━━ PAGE EXTRACT
Carcass disposal is expensive farce
4 May 2001
Carcass disposal is ‘expensive farce’
By Robert Davies and John Burns
THE disposal of thousands of animals slaughtered because of foot-and-mouth disease faces increased opposition from local residents and farmers.
A series of mistakes has prompted renewed fears that disposal methods will spread the disease and wreck the environment.
In Wales, emergency efforts to deal with blood leaking from 1500 sheep carcasses buried on a Powys farm have turned into an expensive farce.
Tenant farmer Richard Tutton said effluent seeping through soil over a pit at Buttington Hall, Welshpool, was “bubbling like a witchs cauldron”.
The Welsh Assembly ordered the carcasses to be dug up. Civil servants want the animals disposed of on-site using a mobile incinerator.
But Mr Tutton said: “There is no guarantee that it will cope with the semi-liquefied material that will be dug out of the pit after nearly six weeks.”
He estimated the final bill from the fiasco could top 500,000.
His land is covered with 1000 tonnes of stone chipping laid to support the incinerator, and a field is badly contaminated.
He said: “The scandalous events of the last week have been devastating.”
In Co Durham, more than 1000 rotting carcasses may be dug up after another burial blunder left blood dripping from drainage pipes at Tow Law.
A land drain had been accidentally cut on the day the animals were buried.
And in north Devon, the Army is meeting fierce opposition to a “carcass collection centre” it is constructing at Westlake Farm, near Oakford.
━━━━
# TASKS FOR THIS EXERCISE
**A.** Does the carcass disposal article support each statement below? Answer yes or no for each, and quote the words from the article that decide it.
(i) 1500 sheep carcasses were buried on a farm in Powys.
(ii) The Welsh Assembly ordered the Powys carcasses to be left in the ground.
(iii) A land drain was cut on the day the Tow Law animals were buried.
**B.** Please list every person named in the carcass disposal article.
The data comes from a separate source and has no connection to the carcass disposal article.
━━ INFORMATION PROVIDED
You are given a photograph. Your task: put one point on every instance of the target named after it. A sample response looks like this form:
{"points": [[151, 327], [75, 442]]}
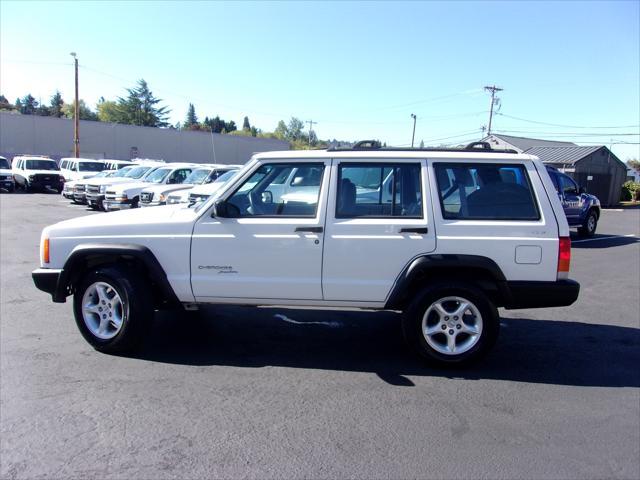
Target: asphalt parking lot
{"points": [[291, 393]]}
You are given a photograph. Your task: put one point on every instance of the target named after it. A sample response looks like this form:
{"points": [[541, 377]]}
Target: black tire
{"points": [[412, 324], [137, 309], [588, 228]]}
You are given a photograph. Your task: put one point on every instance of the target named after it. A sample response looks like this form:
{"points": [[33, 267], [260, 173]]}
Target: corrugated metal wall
{"points": [[32, 134]]}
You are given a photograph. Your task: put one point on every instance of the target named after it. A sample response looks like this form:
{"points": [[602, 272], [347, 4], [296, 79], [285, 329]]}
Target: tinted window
{"points": [[379, 190], [40, 165], [568, 185], [260, 195], [485, 192]]}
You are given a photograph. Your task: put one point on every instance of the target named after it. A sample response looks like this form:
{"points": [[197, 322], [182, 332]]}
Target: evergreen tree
{"points": [[140, 107], [55, 109], [192, 118], [28, 105]]}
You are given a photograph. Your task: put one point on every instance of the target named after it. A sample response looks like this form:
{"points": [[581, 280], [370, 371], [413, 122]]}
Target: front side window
{"points": [[261, 195], [568, 185], [41, 165], [379, 190], [485, 192], [90, 167]]}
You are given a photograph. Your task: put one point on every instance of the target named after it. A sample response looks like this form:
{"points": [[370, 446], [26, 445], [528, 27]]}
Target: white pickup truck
{"points": [[444, 236]]}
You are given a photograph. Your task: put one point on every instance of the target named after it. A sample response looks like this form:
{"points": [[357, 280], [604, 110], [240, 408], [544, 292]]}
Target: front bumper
{"points": [[110, 205], [561, 293], [47, 279]]}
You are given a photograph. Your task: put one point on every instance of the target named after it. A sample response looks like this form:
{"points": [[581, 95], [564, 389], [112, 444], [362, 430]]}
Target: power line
{"points": [[559, 125]]}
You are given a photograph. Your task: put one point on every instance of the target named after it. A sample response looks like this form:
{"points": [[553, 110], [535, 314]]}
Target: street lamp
{"points": [[76, 113], [414, 129]]}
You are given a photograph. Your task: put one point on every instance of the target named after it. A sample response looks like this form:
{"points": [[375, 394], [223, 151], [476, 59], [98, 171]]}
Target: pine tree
{"points": [[192, 118], [140, 107], [55, 109]]}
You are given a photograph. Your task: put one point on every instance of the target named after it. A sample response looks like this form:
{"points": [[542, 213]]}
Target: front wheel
{"points": [[589, 226], [112, 309], [451, 324]]}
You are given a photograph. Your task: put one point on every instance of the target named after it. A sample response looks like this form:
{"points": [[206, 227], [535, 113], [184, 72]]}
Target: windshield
{"points": [[90, 166], [158, 176], [40, 165], [137, 172], [121, 173], [197, 176], [226, 176]]}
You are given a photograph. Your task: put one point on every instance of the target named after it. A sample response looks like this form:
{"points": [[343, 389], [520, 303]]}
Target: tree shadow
{"points": [[602, 241], [533, 351]]}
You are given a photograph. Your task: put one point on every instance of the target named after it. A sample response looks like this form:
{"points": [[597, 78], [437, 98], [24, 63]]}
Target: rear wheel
{"points": [[112, 309], [588, 228], [451, 324]]}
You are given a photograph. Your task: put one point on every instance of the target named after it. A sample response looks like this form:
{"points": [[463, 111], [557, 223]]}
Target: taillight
{"points": [[564, 257], [45, 250]]}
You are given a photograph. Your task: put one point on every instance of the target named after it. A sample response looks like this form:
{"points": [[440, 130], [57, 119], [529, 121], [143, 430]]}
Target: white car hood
{"points": [[128, 186], [26, 173], [168, 188]]}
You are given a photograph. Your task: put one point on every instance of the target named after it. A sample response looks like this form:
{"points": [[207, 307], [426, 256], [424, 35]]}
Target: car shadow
{"points": [[602, 241], [533, 351]]}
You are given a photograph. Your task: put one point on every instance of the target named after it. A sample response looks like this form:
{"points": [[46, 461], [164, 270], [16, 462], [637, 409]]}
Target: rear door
{"points": [[377, 221]]}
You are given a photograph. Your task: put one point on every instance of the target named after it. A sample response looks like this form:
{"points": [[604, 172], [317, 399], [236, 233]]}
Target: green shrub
{"points": [[630, 191]]}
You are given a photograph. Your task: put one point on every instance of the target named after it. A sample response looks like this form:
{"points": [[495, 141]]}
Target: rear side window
{"points": [[485, 192], [379, 190]]}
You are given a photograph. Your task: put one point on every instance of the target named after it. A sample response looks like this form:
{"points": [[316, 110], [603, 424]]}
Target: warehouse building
{"points": [[595, 167], [36, 135]]}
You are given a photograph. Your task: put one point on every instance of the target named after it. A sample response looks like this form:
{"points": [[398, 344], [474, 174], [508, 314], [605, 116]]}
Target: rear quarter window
{"points": [[485, 192]]}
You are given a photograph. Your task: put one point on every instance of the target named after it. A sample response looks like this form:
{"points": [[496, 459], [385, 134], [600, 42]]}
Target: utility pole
{"points": [[310, 122], [76, 114], [493, 91], [413, 136]]}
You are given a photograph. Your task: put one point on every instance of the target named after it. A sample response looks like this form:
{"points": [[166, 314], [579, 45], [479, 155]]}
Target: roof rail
{"points": [[479, 147]]}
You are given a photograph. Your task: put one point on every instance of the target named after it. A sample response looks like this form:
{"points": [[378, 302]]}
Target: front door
{"points": [[377, 221], [271, 248]]}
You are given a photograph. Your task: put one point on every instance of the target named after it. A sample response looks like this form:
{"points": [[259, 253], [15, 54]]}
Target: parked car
{"points": [[447, 265], [200, 193], [159, 194], [80, 168], [78, 188], [6, 176], [125, 196], [97, 188], [581, 208], [32, 172]]}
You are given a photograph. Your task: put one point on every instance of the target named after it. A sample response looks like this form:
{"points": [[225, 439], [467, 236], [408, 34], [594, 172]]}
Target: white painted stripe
{"points": [[368, 237], [603, 238]]}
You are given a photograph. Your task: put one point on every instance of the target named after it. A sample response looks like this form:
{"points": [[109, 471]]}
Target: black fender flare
{"points": [[423, 269], [90, 254]]}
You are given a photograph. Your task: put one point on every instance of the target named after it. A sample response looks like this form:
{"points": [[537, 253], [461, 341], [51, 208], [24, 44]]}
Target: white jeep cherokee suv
{"points": [[445, 236]]}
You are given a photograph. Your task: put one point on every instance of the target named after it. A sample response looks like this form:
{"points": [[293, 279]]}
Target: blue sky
{"points": [[358, 69]]}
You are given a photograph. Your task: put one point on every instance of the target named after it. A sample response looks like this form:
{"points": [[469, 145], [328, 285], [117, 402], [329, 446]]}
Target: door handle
{"points": [[309, 229]]}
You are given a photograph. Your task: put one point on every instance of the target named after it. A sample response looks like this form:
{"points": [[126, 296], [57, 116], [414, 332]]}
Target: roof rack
{"points": [[368, 145]]}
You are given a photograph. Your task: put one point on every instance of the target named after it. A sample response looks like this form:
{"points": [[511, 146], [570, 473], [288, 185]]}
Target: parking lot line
{"points": [[604, 238]]}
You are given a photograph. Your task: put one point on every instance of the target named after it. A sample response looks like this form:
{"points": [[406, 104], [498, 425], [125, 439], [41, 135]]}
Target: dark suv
{"points": [[582, 209]]}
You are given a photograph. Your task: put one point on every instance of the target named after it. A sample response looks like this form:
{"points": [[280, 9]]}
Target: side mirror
{"points": [[222, 209]]}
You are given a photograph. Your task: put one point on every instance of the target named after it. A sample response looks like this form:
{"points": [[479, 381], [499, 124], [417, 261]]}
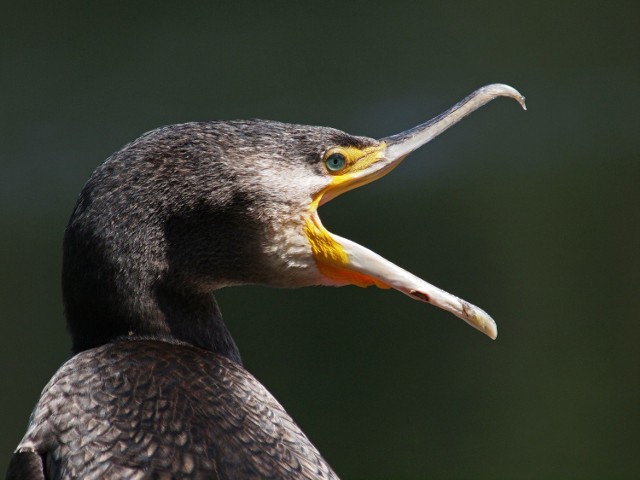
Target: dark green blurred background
{"points": [[533, 216]]}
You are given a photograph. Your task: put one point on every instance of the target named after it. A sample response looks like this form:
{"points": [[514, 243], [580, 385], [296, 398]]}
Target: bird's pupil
{"points": [[335, 162]]}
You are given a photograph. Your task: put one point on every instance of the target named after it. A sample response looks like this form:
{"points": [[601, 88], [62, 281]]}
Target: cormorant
{"points": [[156, 387]]}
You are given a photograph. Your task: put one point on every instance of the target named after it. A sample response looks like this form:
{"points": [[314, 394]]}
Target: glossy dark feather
{"points": [[140, 408]]}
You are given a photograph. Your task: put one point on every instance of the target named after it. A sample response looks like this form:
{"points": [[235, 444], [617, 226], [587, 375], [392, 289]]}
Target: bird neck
{"points": [[101, 306]]}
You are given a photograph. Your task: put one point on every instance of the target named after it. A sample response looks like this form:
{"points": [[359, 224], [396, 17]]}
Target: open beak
{"points": [[345, 262]]}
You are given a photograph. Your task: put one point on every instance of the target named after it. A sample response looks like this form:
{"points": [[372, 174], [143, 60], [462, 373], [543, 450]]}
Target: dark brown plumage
{"points": [[156, 388]]}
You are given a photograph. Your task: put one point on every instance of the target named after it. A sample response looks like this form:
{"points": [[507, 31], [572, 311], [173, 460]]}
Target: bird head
{"points": [[187, 209]]}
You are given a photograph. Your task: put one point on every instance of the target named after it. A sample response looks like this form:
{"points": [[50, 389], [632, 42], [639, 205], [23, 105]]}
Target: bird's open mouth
{"points": [[343, 262]]}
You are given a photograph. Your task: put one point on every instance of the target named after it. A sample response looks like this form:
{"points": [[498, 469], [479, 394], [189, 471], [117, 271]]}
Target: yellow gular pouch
{"points": [[331, 258]]}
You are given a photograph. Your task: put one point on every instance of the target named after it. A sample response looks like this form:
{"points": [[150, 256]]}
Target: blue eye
{"points": [[335, 162]]}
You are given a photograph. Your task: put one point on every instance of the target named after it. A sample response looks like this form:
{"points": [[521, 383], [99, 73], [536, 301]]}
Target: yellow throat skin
{"points": [[343, 262]]}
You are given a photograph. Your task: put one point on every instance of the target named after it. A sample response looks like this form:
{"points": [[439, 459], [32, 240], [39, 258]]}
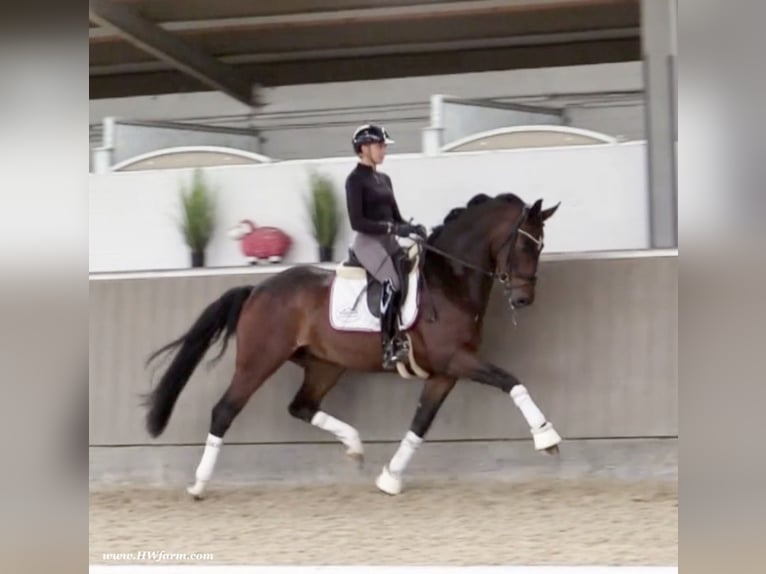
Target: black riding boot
{"points": [[395, 348]]}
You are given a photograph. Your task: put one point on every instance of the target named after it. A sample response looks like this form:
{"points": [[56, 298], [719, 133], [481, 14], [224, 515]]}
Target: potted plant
{"points": [[323, 211], [197, 217]]}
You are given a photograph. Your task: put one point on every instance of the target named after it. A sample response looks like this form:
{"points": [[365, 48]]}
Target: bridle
{"points": [[505, 275]]}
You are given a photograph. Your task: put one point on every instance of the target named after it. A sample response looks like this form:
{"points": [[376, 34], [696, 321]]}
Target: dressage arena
{"points": [[454, 522], [599, 360]]}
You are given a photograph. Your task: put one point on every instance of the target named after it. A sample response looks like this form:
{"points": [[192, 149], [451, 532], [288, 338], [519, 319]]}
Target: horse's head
{"points": [[516, 247]]}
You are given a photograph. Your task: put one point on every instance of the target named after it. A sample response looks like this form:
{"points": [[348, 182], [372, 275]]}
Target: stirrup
{"points": [[395, 351]]}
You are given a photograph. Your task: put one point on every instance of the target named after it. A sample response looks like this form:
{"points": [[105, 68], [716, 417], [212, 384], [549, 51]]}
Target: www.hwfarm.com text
{"points": [[157, 556]]}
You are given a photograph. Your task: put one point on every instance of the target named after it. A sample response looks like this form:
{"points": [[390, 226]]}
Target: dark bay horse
{"points": [[286, 319]]}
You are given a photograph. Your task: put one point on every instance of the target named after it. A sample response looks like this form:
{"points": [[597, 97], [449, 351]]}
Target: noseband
{"points": [[506, 276]]}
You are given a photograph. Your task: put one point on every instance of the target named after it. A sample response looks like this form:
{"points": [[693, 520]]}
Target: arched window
{"points": [[519, 137], [190, 156]]}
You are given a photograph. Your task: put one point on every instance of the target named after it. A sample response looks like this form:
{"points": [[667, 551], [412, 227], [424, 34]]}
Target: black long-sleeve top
{"points": [[370, 201]]}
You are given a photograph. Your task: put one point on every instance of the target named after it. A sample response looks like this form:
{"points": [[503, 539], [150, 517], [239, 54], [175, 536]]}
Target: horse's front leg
{"points": [[466, 365]]}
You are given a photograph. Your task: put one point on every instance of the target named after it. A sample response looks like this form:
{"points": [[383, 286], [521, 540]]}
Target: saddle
{"points": [[355, 303], [352, 268]]}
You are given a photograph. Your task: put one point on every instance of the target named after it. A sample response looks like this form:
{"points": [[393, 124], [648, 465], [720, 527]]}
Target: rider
{"points": [[374, 216]]}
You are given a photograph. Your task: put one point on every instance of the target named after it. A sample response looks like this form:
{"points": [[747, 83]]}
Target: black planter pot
{"points": [[325, 253], [198, 258]]}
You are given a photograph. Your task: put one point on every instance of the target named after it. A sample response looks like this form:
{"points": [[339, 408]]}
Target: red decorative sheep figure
{"points": [[261, 243]]}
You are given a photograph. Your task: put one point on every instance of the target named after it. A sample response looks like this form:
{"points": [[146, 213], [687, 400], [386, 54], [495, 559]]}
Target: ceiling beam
{"points": [[165, 46], [423, 11], [394, 49]]}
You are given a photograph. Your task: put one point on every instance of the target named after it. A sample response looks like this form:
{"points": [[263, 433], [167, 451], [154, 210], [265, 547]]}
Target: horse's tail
{"points": [[219, 318]]}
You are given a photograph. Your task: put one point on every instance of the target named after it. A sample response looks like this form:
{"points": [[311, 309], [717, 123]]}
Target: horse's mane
{"points": [[478, 199]]}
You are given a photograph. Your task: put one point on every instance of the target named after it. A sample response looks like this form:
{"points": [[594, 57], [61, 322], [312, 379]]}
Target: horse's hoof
{"points": [[197, 491], [546, 437], [357, 457], [388, 483]]}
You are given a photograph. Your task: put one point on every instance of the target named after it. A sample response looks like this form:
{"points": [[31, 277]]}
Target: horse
{"points": [[286, 318]]}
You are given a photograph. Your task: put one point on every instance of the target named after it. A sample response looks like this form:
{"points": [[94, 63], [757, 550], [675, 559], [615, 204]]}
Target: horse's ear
{"points": [[534, 211], [547, 213]]}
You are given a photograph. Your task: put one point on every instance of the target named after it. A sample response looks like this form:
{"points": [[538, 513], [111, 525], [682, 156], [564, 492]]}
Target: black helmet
{"points": [[369, 133]]}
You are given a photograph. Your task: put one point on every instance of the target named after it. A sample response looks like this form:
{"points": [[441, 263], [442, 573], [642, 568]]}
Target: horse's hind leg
{"points": [[319, 379], [248, 377], [434, 392]]}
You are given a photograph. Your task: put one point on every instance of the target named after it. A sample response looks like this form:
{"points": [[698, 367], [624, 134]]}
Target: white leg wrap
{"points": [[344, 432], [407, 448], [390, 478], [543, 433], [527, 406], [206, 465]]}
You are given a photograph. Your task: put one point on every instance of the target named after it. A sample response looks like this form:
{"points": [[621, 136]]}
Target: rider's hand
{"points": [[420, 230], [404, 229]]}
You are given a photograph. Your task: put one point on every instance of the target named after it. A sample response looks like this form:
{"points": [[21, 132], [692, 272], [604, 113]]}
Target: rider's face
{"points": [[375, 152]]}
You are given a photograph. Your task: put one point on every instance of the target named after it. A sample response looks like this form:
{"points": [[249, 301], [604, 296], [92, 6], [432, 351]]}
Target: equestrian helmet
{"points": [[369, 133]]}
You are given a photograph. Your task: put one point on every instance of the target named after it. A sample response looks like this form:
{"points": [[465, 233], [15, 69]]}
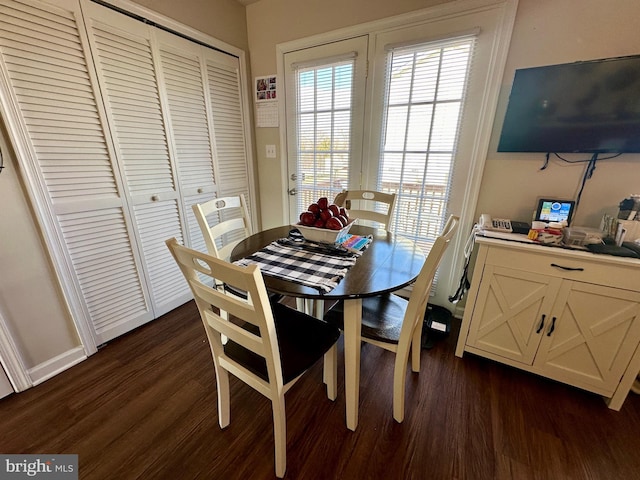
━━━━
# ANSWERS TO THE EXERCISE
**A.**
(i) Yes: "1500 sheep carcasses buried on a Powys farm"
(ii) No: "The Welsh Assembly ordered the carcasses to be dug up."
(iii) Yes: "A land drain had been accidentally cut on the day the animals were buried."

**B.** Robert Davies, John Burns, Richard Tutton